• Exercise description: Copy out the entries exactly, from the first line to the last.

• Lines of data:
══════════════════════════════

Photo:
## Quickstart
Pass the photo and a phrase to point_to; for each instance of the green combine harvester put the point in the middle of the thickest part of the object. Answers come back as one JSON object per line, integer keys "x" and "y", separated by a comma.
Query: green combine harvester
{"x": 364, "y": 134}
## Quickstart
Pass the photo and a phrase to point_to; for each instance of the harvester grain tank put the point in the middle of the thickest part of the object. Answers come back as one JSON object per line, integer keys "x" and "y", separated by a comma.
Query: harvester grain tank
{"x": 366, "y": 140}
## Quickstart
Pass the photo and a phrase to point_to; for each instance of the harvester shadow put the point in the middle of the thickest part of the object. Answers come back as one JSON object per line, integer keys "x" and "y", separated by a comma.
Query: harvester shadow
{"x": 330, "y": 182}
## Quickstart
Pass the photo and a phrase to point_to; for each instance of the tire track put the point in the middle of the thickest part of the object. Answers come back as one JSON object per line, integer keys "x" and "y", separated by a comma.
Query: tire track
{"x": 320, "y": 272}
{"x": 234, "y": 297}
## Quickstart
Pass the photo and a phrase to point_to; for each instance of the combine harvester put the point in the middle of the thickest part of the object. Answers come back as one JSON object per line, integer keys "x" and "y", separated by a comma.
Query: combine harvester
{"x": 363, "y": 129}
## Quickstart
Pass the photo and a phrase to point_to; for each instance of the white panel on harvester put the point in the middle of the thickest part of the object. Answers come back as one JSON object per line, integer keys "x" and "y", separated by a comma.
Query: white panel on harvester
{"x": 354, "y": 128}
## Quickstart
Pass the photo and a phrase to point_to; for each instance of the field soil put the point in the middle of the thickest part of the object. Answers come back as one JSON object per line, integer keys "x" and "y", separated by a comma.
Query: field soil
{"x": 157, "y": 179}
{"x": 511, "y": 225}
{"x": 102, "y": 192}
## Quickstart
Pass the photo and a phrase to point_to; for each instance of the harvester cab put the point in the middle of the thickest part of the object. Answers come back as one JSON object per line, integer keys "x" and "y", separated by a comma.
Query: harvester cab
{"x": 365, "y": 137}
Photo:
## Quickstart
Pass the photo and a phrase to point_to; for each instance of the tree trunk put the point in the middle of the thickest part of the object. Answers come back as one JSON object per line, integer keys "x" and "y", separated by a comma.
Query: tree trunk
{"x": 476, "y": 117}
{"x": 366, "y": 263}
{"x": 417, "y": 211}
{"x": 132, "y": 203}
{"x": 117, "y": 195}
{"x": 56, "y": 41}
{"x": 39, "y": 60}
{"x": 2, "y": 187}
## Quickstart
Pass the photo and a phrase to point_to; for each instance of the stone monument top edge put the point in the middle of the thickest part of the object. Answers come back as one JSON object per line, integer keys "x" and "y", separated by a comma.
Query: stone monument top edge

══════════════════════════════

• Task answer:
Photo:
## Quickstart
Pass the photo and a phrase to point_to; for each instance of the green combine harvester put the point in the middle of the thickest part of the object. Answers come back as one JSON object per line, integer keys "x" and "y", separated by a comma.
Query: green combine harvester
{"x": 364, "y": 134}
## Quickstart
Pass the photo and a phrase to point_to; for each instance of the harvester grain tank put the point in the middle of the thickest part of the object. Answers come back as one JSON object per line, integer keys "x" and "y", separated by a comma.
Query: harvester grain tank
{"x": 366, "y": 140}
## Quickstart
Pass the photo and a phrase to point_to; for each instance of the harvester shadow put the point in the middle of the thickest part of the object. Answers come back as one JSON object per line, integer keys "x" and "y", separated by a comma.
Query: harvester shadow
{"x": 330, "y": 182}
## Quickstart
Pass the photo and a phrase to point_to; for each instance of the tire track put the point in the middle of the thickest part of the object. Answers come back as one JSON object per line, integer keys "x" and "y", separated by a comma.
Query: tire track
{"x": 320, "y": 272}
{"x": 234, "y": 297}
## Quickstart
Pass the photo and a phrase to point_to; for each instance of the combine harvester put the point in the middle of the thickest part of the object. Answers come back as one JSON object per line, integer keys "x" and "y", separated by a comma.
Query: combine harvester
{"x": 363, "y": 129}
## Quickstart
Pass the photo and a phrase to point_to; for each instance of the white panel on harvester put the point in the middle of the thickest part of the object. Answers come back as one JSON object per line, integer keys "x" and "y", separated by a comma.
Query: white panel on harvester
{"x": 354, "y": 128}
## Quickstart
Pass the photo and a phrase to point_to; for each instance of the field soil put the point in the middle of the thickest part of the object. Answers come back as one JSON object per line, integer keys "x" and "y", separated by a comma.
Query: field soil
{"x": 157, "y": 179}
{"x": 511, "y": 225}
{"x": 102, "y": 192}
## Quickstart
Pass the photo and a phrase to point_to; for each instance of the harvester cab put the point in the middle of the thickest part of the object. Answers come back as one JSON object per line, integer keys "x" and "y", separated by a comma.
Query: harvester cab
{"x": 365, "y": 137}
Photo:
## Quickstart
Pass the photo and a phrase to point_to; for each instance of the tree trunk put the point in the middle of the thickest part of the object. Answers come back as one JSON object per line, integer keys "x" and "y", separated by a comma.
Query: tree trunk
{"x": 476, "y": 117}
{"x": 366, "y": 263}
{"x": 417, "y": 211}
{"x": 132, "y": 203}
{"x": 117, "y": 195}
{"x": 56, "y": 41}
{"x": 39, "y": 60}
{"x": 2, "y": 187}
## Quickstart
Pass the photo and a phrase to point_to; for each instance of the stone monument top edge put the point in the middle of the thickest part of the object. Answers come back as one JSON object per line, integer keys "x" and "y", separated by a comma.
Query: stone monument top edge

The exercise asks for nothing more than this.